DIRECTIONS FOR THIS TASK -> Whenever a picture appears, leave it out while repeating all the other data exactly.

=== Section Start ===

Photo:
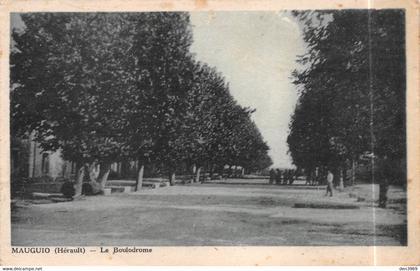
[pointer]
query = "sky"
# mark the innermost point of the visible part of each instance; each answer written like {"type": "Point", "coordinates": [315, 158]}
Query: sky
{"type": "Point", "coordinates": [256, 52]}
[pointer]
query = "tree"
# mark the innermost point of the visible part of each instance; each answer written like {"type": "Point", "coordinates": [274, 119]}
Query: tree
{"type": "Point", "coordinates": [68, 76]}
{"type": "Point", "coordinates": [352, 87]}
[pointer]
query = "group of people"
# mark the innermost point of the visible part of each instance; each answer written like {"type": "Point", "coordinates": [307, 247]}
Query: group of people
{"type": "Point", "coordinates": [278, 176]}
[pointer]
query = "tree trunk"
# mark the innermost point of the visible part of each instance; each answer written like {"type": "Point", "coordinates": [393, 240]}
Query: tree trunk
{"type": "Point", "coordinates": [211, 171]}
{"type": "Point", "coordinates": [139, 180]}
{"type": "Point", "coordinates": [103, 177]}
{"type": "Point", "coordinates": [172, 178]}
{"type": "Point", "coordinates": [194, 170]}
{"type": "Point", "coordinates": [197, 175]}
{"type": "Point", "coordinates": [94, 172]}
{"type": "Point", "coordinates": [79, 182]}
{"type": "Point", "coordinates": [341, 182]}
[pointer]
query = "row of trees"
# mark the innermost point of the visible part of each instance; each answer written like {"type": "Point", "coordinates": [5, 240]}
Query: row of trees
{"type": "Point", "coordinates": [352, 92]}
{"type": "Point", "coordinates": [104, 88]}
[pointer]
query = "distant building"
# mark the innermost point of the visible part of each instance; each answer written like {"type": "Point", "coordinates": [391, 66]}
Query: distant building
{"type": "Point", "coordinates": [28, 160]}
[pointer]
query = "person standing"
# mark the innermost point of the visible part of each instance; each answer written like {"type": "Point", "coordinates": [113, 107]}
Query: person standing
{"type": "Point", "coordinates": [330, 178]}
{"type": "Point", "coordinates": [272, 176]}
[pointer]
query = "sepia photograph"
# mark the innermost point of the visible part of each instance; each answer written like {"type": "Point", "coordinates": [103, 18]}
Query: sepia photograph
{"type": "Point", "coordinates": [208, 128]}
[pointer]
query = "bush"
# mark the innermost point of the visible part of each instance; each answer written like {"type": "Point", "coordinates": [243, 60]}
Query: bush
{"type": "Point", "coordinates": [67, 189]}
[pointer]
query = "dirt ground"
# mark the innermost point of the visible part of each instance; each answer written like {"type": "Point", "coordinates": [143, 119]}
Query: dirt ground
{"type": "Point", "coordinates": [211, 214]}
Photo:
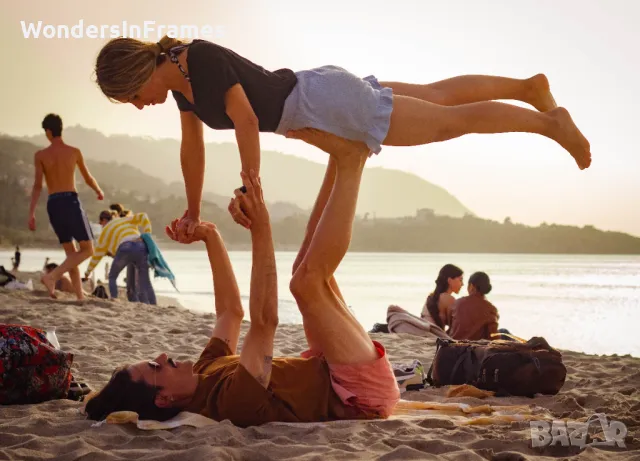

=== Section End ===

WRITTEN ANSWER ->
Photo:
[pointer]
query = "sky"
# mark the innermost point of the visible part of each instance; each answer written like {"type": "Point", "coordinates": [315, 158]}
Query: sky
{"type": "Point", "coordinates": [256, 52]}
[pointer]
query = "tree"
# mark the innermost point of the visible part of each instance; each answer written like {"type": "Point", "coordinates": [274, 119]}
Query: tree
{"type": "Point", "coordinates": [68, 76]}
{"type": "Point", "coordinates": [352, 87]}
[pointer]
query = "group of people"
# mark the innermost point of the visible part of each instance; each answer written like {"type": "Point", "coordinates": [307, 247]}
Query: group of people
{"type": "Point", "coordinates": [278, 176]}
[pointer]
query = "tree trunk"
# mark the innermost point of the visible part of each instance; each answer written like {"type": "Point", "coordinates": [393, 240]}
Query: tree trunk
{"type": "Point", "coordinates": [211, 171]}
{"type": "Point", "coordinates": [139, 180]}
{"type": "Point", "coordinates": [103, 177]}
{"type": "Point", "coordinates": [172, 178]}
{"type": "Point", "coordinates": [194, 170]}
{"type": "Point", "coordinates": [197, 175]}
{"type": "Point", "coordinates": [94, 172]}
{"type": "Point", "coordinates": [79, 182]}
{"type": "Point", "coordinates": [341, 182]}
[pointer]
query = "row of trees"
# mark the innermost point of the visible part of each instance; each answer written like {"type": "Point", "coordinates": [5, 240]}
Query: row of trees
{"type": "Point", "coordinates": [352, 92]}
{"type": "Point", "coordinates": [104, 88]}
[pointer]
query = "distant building"
# mark the innermost point of the visible part of each instance; each answer written like {"type": "Point", "coordinates": [391, 66]}
Query: distant building
{"type": "Point", "coordinates": [28, 160]}
[pointer]
query = "person standing"
# mark the innermost point of the visible part of each instance; each answer written like {"type": "Point", "coordinates": [113, 107]}
Query: person standing
{"type": "Point", "coordinates": [330, 178]}
{"type": "Point", "coordinates": [272, 176]}
[pointer]
query = "sepia photograph"
# mark the innermost point of the visible part of each instance; each answer written like {"type": "Point", "coordinates": [103, 18]}
Query: sepia photograph
{"type": "Point", "coordinates": [208, 128]}
[pointer]
query = "bush"
# mark the innermost point of the visible part of each instance; each answer written like {"type": "Point", "coordinates": [243, 60]}
Query: bush
{"type": "Point", "coordinates": [67, 189]}
[pointer]
query = "dirt ground"
# mark the innermost point of the visible part of each instance; each answer written like {"type": "Point", "coordinates": [143, 119]}
Query: dirt ground
{"type": "Point", "coordinates": [211, 214]}
Photo:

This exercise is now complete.